Information supplied:
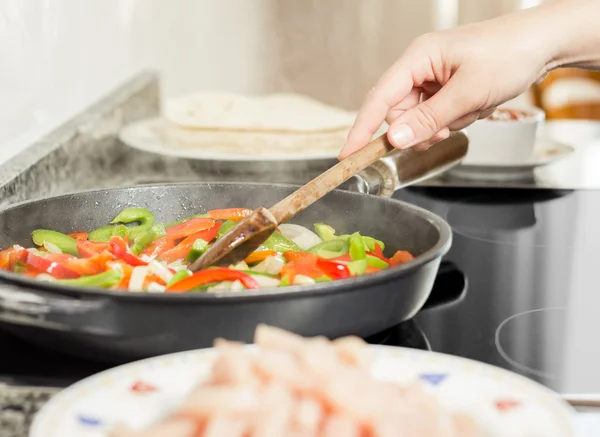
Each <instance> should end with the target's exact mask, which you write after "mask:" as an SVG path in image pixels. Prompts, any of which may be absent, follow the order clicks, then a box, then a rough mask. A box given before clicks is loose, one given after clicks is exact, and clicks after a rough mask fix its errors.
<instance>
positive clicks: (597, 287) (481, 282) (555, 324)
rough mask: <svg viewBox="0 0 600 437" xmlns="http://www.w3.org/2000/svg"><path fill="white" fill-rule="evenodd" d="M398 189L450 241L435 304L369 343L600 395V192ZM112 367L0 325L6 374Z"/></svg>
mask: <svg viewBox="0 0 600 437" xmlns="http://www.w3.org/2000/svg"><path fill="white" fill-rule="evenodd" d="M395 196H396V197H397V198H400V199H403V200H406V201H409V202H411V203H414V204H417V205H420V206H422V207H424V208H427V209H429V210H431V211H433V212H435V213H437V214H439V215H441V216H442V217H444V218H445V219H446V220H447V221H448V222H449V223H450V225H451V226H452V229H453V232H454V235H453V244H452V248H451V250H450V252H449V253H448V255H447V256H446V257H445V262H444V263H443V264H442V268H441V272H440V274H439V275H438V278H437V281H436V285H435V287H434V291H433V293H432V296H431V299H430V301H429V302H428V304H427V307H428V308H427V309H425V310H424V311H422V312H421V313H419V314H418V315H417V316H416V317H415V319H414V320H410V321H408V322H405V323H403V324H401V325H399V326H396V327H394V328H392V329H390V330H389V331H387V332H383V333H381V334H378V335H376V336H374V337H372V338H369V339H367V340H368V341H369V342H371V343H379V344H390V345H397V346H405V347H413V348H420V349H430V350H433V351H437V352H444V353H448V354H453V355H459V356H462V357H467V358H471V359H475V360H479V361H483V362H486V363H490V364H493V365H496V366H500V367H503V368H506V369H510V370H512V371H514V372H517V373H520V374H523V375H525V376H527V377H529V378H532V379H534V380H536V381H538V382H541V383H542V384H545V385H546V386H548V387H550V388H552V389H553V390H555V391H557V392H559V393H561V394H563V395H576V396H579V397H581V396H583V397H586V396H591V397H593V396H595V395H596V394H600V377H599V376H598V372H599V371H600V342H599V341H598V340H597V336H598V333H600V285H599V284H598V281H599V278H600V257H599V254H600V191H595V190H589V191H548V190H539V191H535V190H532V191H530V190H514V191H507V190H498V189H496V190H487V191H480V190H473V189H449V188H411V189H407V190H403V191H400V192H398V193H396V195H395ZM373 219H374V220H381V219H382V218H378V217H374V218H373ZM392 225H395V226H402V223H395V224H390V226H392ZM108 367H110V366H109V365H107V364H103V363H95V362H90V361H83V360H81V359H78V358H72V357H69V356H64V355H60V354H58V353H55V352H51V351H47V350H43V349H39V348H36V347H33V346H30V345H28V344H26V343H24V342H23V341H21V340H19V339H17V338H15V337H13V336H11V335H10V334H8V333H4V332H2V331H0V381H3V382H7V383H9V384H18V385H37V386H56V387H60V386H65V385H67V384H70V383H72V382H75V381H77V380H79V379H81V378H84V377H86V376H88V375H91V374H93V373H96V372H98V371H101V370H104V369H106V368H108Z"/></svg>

Prompt: Please output all of the data above verbatim, leaving out the pictures.

Response to this exercise:
Each <instance> should end with the target's exact mask, which you write after "mask:" as an SVG path in image pixels. Prompts, any of which may be absent, follow the order clicks, then a box, then a rough mask. A box given before clicks is loose, one given after clicks is exact, and clicks after a rough mask fix its errors.
<instance>
positive clicks: (597, 287) (481, 282) (555, 324)
rough mask: <svg viewBox="0 0 600 437" xmlns="http://www.w3.org/2000/svg"><path fill="white" fill-rule="evenodd" d="M398 189L450 241L435 304L369 343L600 395V192ZM112 367L0 325L6 374Z"/></svg>
mask: <svg viewBox="0 0 600 437" xmlns="http://www.w3.org/2000/svg"><path fill="white" fill-rule="evenodd" d="M395 196H396V197H397V198H400V199H403V200H406V201H409V202H411V203H414V204H417V205H420V206H422V207H424V208H427V209H429V210H431V211H433V212H435V213H437V214H439V215H441V216H442V217H444V218H445V219H446V220H447V221H448V222H449V223H450V225H451V226H452V229H453V232H454V235H453V244H452V248H451V250H450V252H449V253H448V255H447V256H446V257H445V262H444V263H443V264H442V268H441V272H440V274H439V275H438V278H437V281H436V285H435V287H434V291H433V293H432V296H431V299H430V301H429V302H428V304H427V307H428V308H427V309H425V310H424V311H422V312H421V313H419V314H418V315H417V316H416V317H415V319H414V320H410V321H408V322H405V323H403V324H401V325H399V326H396V327H394V328H392V329H390V330H389V331H387V332H383V333H381V334H378V335H376V336H374V337H372V338H369V339H367V340H368V341H369V342H371V343H379V344H390V345H397V346H405V347H413V348H420V349H430V350H433V351H437V352H444V353H448V354H453V355H459V356H462V357H467V358H471V359H475V360H479V361H483V362H486V363H490V364H493V365H496V366H500V367H503V368H506V369H510V370H512V371H514V372H517V373H520V374H523V375H525V376H527V377H529V378H532V379H534V380H536V381H538V382H541V383H542V384H545V385H546V386H548V387H550V388H552V389H553V390H555V391H557V392H559V393H561V394H563V395H576V396H579V397H581V396H583V397H586V396H591V397H593V396H595V395H596V394H600V377H599V376H598V372H599V371H600V342H599V341H598V340H597V336H598V333H600V285H599V284H598V281H599V278H600V257H599V254H600V191H595V190H589V191H548V190H539V191H535V190H532V191H530V190H514V191H507V190H498V189H496V190H487V191H480V190H473V189H449V188H411V189H407V190H403V191H400V192H398V193H396V195H395ZM373 219H374V220H381V219H382V218H378V217H374V218H373ZM392 225H395V226H402V223H395V224H390V226H392ZM108 367H110V366H109V365H107V364H103V363H95V362H90V361H83V360H81V359H78V358H72V357H69V356H64V355H60V354H58V353H55V352H51V351H47V350H43V349H39V348H36V347H33V346H30V345H28V344H26V343H24V342H23V341H21V340H19V339H17V338H15V337H13V336H11V335H10V334H8V333H4V332H2V331H0V381H3V382H7V383H9V384H18V385H37V386H56V387H60V386H65V385H67V384H70V383H72V382H75V381H77V380H79V379H81V378H84V377H86V376H88V375H91V374H93V373H96V372H98V371H101V370H104V369H106V368H108Z"/></svg>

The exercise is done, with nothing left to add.